■ **Task goal**
Give every line of the listing below as a numbered list, leaving out the blank lines.

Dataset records
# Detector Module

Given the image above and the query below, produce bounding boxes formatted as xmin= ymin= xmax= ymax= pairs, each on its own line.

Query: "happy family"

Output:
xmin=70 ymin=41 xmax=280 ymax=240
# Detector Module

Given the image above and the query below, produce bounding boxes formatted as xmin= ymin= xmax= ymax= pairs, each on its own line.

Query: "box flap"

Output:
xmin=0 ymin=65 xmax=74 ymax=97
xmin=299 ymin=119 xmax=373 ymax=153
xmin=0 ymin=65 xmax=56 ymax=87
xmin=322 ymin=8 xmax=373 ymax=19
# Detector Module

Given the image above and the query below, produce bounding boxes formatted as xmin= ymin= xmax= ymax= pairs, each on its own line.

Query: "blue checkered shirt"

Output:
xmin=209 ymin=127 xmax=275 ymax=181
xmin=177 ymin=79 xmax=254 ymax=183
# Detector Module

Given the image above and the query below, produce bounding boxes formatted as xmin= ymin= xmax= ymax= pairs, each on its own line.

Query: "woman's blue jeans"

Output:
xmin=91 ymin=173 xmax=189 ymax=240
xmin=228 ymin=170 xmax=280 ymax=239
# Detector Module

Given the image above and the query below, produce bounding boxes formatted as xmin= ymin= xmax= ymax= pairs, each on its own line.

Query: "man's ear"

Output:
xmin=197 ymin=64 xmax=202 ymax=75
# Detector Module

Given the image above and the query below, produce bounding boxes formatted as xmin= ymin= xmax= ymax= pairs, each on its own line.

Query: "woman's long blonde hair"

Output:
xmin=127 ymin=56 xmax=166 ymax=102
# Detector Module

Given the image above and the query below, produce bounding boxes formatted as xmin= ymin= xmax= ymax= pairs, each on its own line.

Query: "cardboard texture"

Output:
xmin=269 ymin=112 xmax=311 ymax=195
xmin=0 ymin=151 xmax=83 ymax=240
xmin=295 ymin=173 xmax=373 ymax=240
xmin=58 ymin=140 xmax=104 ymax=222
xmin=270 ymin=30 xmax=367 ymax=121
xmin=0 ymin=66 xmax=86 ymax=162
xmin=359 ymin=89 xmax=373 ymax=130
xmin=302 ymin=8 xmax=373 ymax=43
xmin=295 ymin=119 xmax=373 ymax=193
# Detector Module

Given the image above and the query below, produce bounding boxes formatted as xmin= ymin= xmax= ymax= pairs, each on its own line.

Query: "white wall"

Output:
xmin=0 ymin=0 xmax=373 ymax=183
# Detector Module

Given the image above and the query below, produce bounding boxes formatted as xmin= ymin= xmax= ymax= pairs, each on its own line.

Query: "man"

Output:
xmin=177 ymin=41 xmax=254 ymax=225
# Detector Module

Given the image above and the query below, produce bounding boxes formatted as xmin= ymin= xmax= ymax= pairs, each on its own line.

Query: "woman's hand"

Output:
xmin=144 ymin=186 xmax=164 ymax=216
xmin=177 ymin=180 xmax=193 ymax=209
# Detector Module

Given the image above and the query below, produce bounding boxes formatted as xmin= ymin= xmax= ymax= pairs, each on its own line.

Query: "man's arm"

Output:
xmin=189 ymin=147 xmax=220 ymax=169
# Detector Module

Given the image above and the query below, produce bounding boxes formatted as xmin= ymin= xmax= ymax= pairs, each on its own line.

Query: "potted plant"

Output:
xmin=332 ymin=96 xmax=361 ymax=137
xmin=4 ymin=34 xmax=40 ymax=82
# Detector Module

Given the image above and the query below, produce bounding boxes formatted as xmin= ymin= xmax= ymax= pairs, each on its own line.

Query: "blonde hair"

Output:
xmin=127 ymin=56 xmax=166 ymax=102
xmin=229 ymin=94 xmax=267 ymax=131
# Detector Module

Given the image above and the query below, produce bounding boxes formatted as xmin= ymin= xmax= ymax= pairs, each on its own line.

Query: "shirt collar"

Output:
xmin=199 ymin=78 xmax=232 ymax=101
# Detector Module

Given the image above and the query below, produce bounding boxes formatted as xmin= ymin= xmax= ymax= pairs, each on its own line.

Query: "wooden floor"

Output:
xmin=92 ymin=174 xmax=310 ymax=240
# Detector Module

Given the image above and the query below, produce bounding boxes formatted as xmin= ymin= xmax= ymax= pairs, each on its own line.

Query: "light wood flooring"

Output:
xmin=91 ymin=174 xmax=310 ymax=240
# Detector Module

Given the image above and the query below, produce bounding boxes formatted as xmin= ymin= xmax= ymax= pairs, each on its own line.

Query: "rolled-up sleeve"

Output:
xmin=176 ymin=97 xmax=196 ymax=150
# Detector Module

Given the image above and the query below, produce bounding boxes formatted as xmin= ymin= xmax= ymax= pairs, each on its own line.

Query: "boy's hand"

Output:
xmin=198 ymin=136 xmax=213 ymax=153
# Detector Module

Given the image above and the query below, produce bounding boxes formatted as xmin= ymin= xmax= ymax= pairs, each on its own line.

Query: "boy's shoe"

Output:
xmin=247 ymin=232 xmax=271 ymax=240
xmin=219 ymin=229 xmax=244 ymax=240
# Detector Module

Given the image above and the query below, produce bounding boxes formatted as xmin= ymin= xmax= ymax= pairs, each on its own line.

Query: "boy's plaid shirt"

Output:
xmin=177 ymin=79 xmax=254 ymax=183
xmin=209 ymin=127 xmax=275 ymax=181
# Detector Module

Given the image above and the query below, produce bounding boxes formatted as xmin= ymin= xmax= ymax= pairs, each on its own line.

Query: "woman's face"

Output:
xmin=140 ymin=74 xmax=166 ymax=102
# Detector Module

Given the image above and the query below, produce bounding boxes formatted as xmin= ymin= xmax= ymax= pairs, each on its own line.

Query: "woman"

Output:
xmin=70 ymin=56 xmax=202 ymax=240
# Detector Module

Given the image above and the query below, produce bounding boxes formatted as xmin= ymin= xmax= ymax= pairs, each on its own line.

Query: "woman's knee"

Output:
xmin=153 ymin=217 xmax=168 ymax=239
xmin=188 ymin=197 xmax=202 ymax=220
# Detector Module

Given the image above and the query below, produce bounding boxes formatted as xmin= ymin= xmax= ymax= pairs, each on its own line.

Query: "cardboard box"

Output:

■ **Exercise output**
1. # Detector Module
2. Given the image above and the query below, produce bounding boxes formatted as xmin= ymin= xmax= ymax= pairs, each on its own line.
3. Query: "happy family"
4. Output:
5. xmin=70 ymin=41 xmax=280 ymax=240
6. # Detector Module
7. Given the image above and the query below, produce bounding boxes formatted as xmin= ymin= xmax= ymax= pairs, each on its own line.
8. Query: "box flap"
9. Output:
10. xmin=0 ymin=65 xmax=74 ymax=97
11. xmin=299 ymin=119 xmax=373 ymax=153
12. xmin=0 ymin=65 xmax=56 ymax=87
13. xmin=322 ymin=8 xmax=373 ymax=19
14. # Detector Module
15. Given the image above and the query below, produce bounding boxes formatted as xmin= ymin= xmax= ymax= pairs, each on its own line.
16. Query: "blue checkered shirt"
17. Output:
18. xmin=209 ymin=127 xmax=275 ymax=181
19. xmin=177 ymin=79 xmax=254 ymax=183
20. # Detector Module
21. Given the image above and the query below, produce bounding boxes formatted as xmin= ymin= xmax= ymax= pairs, each on its own line.
22. Query: "woman's blue jeans"
23. Output:
24. xmin=91 ymin=173 xmax=189 ymax=240
25. xmin=228 ymin=170 xmax=280 ymax=239
26. # Detector Module
27. Given the image above and the query below, produce bounding boxes formatted as xmin= ymin= xmax= ymax= pairs, each on its own line.
28. Query: "man's ear"
29. Output:
30. xmin=197 ymin=64 xmax=202 ymax=75
31. # Detector Module
32. Given the image above and the query below, produce bounding boxes formatted as xmin= ymin= xmax= ymax= pairs, each on its own line.
33. Query: "woman's long blonde hair"
34. Output:
35. xmin=127 ymin=56 xmax=166 ymax=102
36. # Detector Module
37. Given the image above and the query below, produce bounding boxes formatted as xmin= ymin= xmax= ymax= pairs, each on its own line.
38. Query: "cardboard texture"
39. Output:
40. xmin=269 ymin=112 xmax=311 ymax=195
41. xmin=0 ymin=151 xmax=83 ymax=240
42. xmin=295 ymin=173 xmax=373 ymax=240
43. xmin=58 ymin=140 xmax=104 ymax=222
44. xmin=270 ymin=30 xmax=367 ymax=121
45. xmin=0 ymin=66 xmax=86 ymax=162
46. xmin=359 ymin=89 xmax=373 ymax=130
47. xmin=302 ymin=8 xmax=373 ymax=43
48. xmin=295 ymin=119 xmax=373 ymax=193
49. # Detector Module
50. Given the image above and the query below, produce bounding boxes formatted as xmin= ymin= xmax= ymax= pairs, each on its own line.
51. Query: "white wall"
52. Output:
53. xmin=0 ymin=0 xmax=373 ymax=183
54. # Detector Module
55. Given the image above and the query below, produce bounding boxes formatted as xmin= ymin= xmax= ymax= pairs, each on its own line.
56. Query: "man"
57. Output:
58. xmin=177 ymin=41 xmax=254 ymax=225
59. # Detector Module
60. Given the image above and the query below, produce bounding boxes formatted as xmin= ymin= xmax= ymax= pairs, each on its own line.
61. Query: "woman's hand"
62. Output:
63. xmin=144 ymin=186 xmax=164 ymax=216
64. xmin=177 ymin=180 xmax=193 ymax=209
65. # Detector Module
66. Given the image above and the query below, produce bounding boxes formatted as xmin= ymin= xmax= ymax= pairs, each on its own line.
67. Query: "man's arm"
68. Output:
69. xmin=189 ymin=147 xmax=220 ymax=169
70. # Detector Module
71. Given the image above and the query below, produce bounding boxes formatted as xmin= ymin= xmax= ymax= pairs, each on its own line.
72. Query: "potted plant"
73. Output:
74. xmin=332 ymin=96 xmax=361 ymax=137
75. xmin=4 ymin=34 xmax=40 ymax=82
76. # Detector Module
77. Given the image above and the query below, produce bounding boxes formatted as xmin= ymin= xmax= ymax= pairs, each on its own line.
78. Query: "blonde hair"
79. Output:
80. xmin=127 ymin=56 xmax=166 ymax=102
81. xmin=229 ymin=94 xmax=267 ymax=131
82. # Detector Module
83. Given the image above and the query below, produce bounding boxes formatted as xmin= ymin= xmax= ymax= pairs, each on its own line.
84. Query: "shirt collar"
85. Output:
86. xmin=199 ymin=78 xmax=232 ymax=101
87. # Detector Module
88. Given the image above and the query below, produce bounding boxes formatted as xmin= ymin= xmax= ymax= pairs, each on its own line.
89. Query: "wooden floor"
90. Output:
91. xmin=92 ymin=174 xmax=310 ymax=240
92. # Detector Module
93. Given the image above and the query below, produce bounding boxes formatted as xmin= ymin= xmax= ymax= pairs, each on its own line.
94. Query: "light wood flooring"
95. Output:
96. xmin=91 ymin=174 xmax=310 ymax=240
97. # Detector Module
98. Given the image above and the query below, produce bounding boxes formatted as xmin= ymin= xmax= ymax= pairs, each on its own line.
99. Query: "rolled-up sleeve"
100. Output:
101. xmin=176 ymin=97 xmax=196 ymax=150
102. # Detector Module
103. Given the image above and the query below, produce bounding boxes formatted as xmin= ymin= xmax= ymax= pairs, each on its own line.
104. Query: "boy's hand"
105. Output:
106. xmin=198 ymin=136 xmax=213 ymax=153
107. # Detector Module
108. Given the image above and the query below, produce bounding boxes formatted as xmin= ymin= xmax= ymax= pairs, each on its own line.
109. Query: "boy's shoe"
110. Output:
111. xmin=247 ymin=232 xmax=271 ymax=240
112. xmin=219 ymin=229 xmax=244 ymax=240
113. # Detector Module
114. Given the image above and the query below, produce bounding boxes formatted as xmin= ymin= xmax= ymax= pairs, each on its own line.
115. Query: "boy's plaid shirt"
116. Output:
117. xmin=177 ymin=79 xmax=254 ymax=183
118. xmin=209 ymin=127 xmax=275 ymax=181
119. # Detector Module
120. Given the image above and the query below, produce bounding boxes formatted as xmin= ymin= xmax= ymax= pairs, each on its own line.
121. Query: "woman's face"
122. Output:
123. xmin=140 ymin=74 xmax=166 ymax=102
124. # Detector Module
125. Given the image above and the query below, produce bounding boxes formatted as xmin= ymin= xmax= ymax= pairs, each on its own line.
126. Query: "woman"
127. Output:
128. xmin=70 ymin=56 xmax=202 ymax=240
129. # Detector Module
130. Given the image above and the query below, produce bounding boxes formatted as xmin= ymin= xmax= ymax= pairs, each on its own line.
131. Query: "woman's knee"
132. Output:
133. xmin=153 ymin=217 xmax=168 ymax=239
134. xmin=188 ymin=197 xmax=202 ymax=220
135. # Detector Module
136. Given the image above and the query below, produce bounding boxes formatted as xmin= ymin= xmax= ymax= pairs, each on its own line.
137. Query: "cardboard box"
138. Output:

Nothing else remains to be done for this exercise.